Brief:
Gather each line of the data below that contains the string "whose", treating uppercase and lowercase letters as different.

Material shown:
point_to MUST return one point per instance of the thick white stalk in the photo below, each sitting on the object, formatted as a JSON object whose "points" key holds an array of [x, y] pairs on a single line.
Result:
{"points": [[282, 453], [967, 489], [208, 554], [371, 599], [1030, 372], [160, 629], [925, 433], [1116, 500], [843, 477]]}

--

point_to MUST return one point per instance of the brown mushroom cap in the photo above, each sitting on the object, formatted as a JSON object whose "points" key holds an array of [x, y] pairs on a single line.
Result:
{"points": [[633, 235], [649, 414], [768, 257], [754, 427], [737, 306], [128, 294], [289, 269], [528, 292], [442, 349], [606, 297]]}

==

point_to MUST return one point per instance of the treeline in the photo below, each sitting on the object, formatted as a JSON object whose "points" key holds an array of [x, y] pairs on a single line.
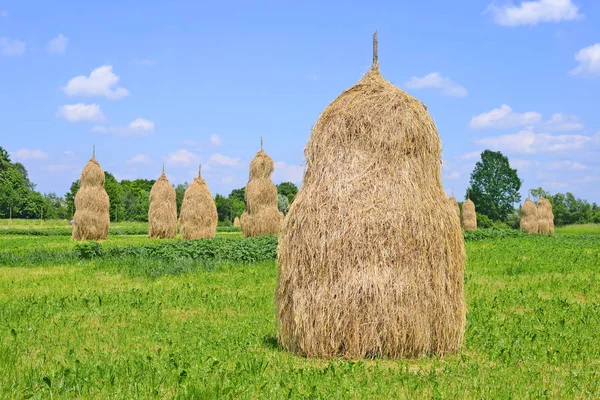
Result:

Task response:
point_to MUST return one point per instance of the thick white stalk in the photo below, each sitting on the object, formatted as a JSON object whose "points" key holds an array of [x, y] pairs on a single line.
point_to MUST return one point per instance of the brown mushroom cap in the photo above, each sitting on the object, formatted as a JSON object whose "points" key holds an array of [x, y] pairs on a single line.
point_to MUST return one point per instance of the treeline in the photo below, each sitting on the object, formatted as a JSON object whose "points" key holds an array of [x, y] pairs on a single line.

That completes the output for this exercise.